-- Begin Supplied records --
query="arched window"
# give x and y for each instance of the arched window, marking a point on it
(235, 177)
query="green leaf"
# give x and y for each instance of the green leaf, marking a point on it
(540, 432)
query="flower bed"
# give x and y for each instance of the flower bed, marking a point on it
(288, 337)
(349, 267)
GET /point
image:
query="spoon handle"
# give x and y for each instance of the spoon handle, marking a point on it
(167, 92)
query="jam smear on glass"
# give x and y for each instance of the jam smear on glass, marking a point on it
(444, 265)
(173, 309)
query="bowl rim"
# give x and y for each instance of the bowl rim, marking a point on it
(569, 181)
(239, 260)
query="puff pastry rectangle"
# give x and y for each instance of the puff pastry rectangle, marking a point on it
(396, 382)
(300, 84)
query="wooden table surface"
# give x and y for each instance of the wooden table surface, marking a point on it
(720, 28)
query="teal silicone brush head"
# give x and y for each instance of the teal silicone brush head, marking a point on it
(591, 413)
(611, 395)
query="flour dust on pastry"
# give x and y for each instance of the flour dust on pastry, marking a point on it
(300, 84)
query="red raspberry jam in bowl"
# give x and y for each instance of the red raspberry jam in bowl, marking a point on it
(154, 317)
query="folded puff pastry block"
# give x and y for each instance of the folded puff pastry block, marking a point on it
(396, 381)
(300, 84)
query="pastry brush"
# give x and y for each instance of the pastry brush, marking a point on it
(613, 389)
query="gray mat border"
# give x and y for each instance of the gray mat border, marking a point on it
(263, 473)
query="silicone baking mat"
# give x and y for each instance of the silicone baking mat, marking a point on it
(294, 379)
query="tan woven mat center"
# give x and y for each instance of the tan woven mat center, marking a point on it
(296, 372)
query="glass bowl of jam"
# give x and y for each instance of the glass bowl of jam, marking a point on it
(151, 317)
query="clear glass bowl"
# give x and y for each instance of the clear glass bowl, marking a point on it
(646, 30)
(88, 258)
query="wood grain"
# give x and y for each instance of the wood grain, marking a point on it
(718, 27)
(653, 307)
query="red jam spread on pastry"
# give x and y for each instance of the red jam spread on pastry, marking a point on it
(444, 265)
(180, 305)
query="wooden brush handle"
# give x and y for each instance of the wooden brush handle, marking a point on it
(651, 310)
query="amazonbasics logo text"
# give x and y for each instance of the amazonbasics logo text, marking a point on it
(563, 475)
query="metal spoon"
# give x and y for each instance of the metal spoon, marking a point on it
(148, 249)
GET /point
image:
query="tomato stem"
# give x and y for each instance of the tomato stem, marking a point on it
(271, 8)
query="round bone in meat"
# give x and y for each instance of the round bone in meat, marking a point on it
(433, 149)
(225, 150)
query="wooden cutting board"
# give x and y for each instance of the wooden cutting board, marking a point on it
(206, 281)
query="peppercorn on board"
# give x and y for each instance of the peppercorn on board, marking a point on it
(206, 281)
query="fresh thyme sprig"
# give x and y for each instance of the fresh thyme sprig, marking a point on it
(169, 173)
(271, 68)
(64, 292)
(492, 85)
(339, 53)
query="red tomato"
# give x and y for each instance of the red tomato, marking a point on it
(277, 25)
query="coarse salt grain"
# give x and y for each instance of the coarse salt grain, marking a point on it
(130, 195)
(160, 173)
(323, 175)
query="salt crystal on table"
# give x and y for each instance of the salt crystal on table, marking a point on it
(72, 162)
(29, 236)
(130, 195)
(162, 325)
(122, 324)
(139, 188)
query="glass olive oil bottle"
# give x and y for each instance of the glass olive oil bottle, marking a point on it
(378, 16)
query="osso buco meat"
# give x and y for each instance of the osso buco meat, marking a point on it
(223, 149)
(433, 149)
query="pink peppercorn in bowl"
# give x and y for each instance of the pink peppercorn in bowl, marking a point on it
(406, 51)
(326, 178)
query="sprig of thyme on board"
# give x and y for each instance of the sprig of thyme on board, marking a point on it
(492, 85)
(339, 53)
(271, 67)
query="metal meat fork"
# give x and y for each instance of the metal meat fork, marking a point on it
-- End Supplied records --
• Written task: Above are some records. Print them all exactly.

• Task output:
query="arched window"
# give x and y for each instance of the arched window, marking a point on it
(235, 177)
query="green leaf"
# give x and y for each instance of the green leaf, marking a point on it
(540, 432)
query="flower bed"
# give x and y for each instance of the flower bed, marking a point on it
(288, 337)
(349, 267)
GET /point
image:
query="spoon handle"
# give x and y for each instance of the spoon handle, marking a point on it
(167, 92)
query="jam smear on glass"
# give x and y for each instance of the jam smear on glass, marking a point on it
(444, 265)
(173, 309)
query="bowl rim"
# give x and y for each instance of the bowl rim, marking a point on it
(569, 181)
(239, 260)
query="puff pastry rectangle"
# give x and y for each instance of the puff pastry rectangle, marking a point on it
(396, 382)
(300, 84)
query="wooden table surface"
# give x and y for each instance of the wooden table surface, marking a point on it
(720, 28)
query="teal silicone brush head"
# give x and y for each instance of the teal silicone brush head, marking a point on it
(591, 413)
(611, 395)
query="flour dust on pastry"
# give x and y for each instance of the flour dust on pastry, marking a point on it
(300, 84)
query="red raspberry jam in bowl"
# give x and y for each instance of the red raspberry jam in bowl, marking a point on it
(154, 317)
query="folded puff pastry block"
# give x and y for each instance of the folded puff pastry block, marking a point on it
(396, 381)
(300, 84)
query="pastry brush"
# give x and y for each instance of the pastry brush, marking a point on it
(613, 389)
query="gray mat border"
# give x and y for each instance of the gray mat border, marking a point on it
(263, 473)
query="silicone baking mat"
# give x and y for each instance of the silicone baking mat, marking a point on it
(294, 379)
query="tan woven mat center"
# give x and y for each instance of the tan woven mat center, marking a point on it
(296, 372)
query="glass bowl of jam"
# give x and y for each instance of the glass bowl of jam, marking a point on it
(151, 317)
query="clear glass bowl"
# give x and y for each instance of the clear glass bowl, marking a point on it
(646, 30)
(88, 258)
query="wood grain"
# give x and y for each instance of the wood grain, marking a point on it
(718, 27)
(653, 307)
query="red jam spread on pastry"
# give x and y for each instance of the red jam spread on pastry, marking a point on it
(444, 265)
(180, 305)
query="wooden brush handle"
# give x and y for each instance of the wooden brush handle, marking a point on it
(651, 310)
query="amazonbasics logo text"
# give x and y for each instance of the amazonbasics logo text, marking a point on it
(563, 475)
query="metal spoon"
# give x and y for each instance of the metal spoon, marking a point on it
(148, 249)
GET /point
image:
query="tomato stem"
# give x and y for each instance of the tomato stem, marking a point on it
(271, 8)
query="round bone in meat"
# give x and y for each instance of the round bone in meat, marking a point on it
(433, 149)
(225, 150)
query="wooden cutting board"
# give x and y for each instance of the wooden cutting board, marking a point on it
(206, 281)
query="peppercorn on board"
# give x and y for each instance of the peppercorn on board, marking a point on it
(206, 281)
query="fresh thyme sprig"
# give x and y for each instance of the fresh thyme sprig, marking a point on it
(169, 173)
(271, 68)
(64, 292)
(492, 85)
(339, 53)
query="red tomato"
# give x and y for each instance of the red tomato, marking a point on it
(277, 25)
query="coarse salt grain"
# give x and y for each instance of the coarse salt grain, marking a point on it
(130, 195)
(160, 173)
(323, 175)
query="salt crystal on table"
# give x and y for each instance of the salt crystal on table, marking a point on it
(72, 162)
(29, 236)
(130, 195)
(162, 325)
(122, 324)
(139, 188)
query="glass olive oil bottle"
# give x and y for each instance of the glass olive oil bottle, marking a point on it
(378, 16)
query="osso buco meat"
# give x and y for each instance of the osso buco meat, marking a point on it
(223, 149)
(433, 149)
query="pink peppercorn in bowl"
# give x and y for each instance of the pink peppercorn in bowl, marking a point on it
(406, 51)
(326, 178)
query="sprig of thyme on board"
# give x and y for each instance of the sprig of thyme on board, marking a point on it
(492, 85)
(339, 53)
(271, 67)
query="metal meat fork"
# give x and y for each instance of the metal meat fork, marking a point on it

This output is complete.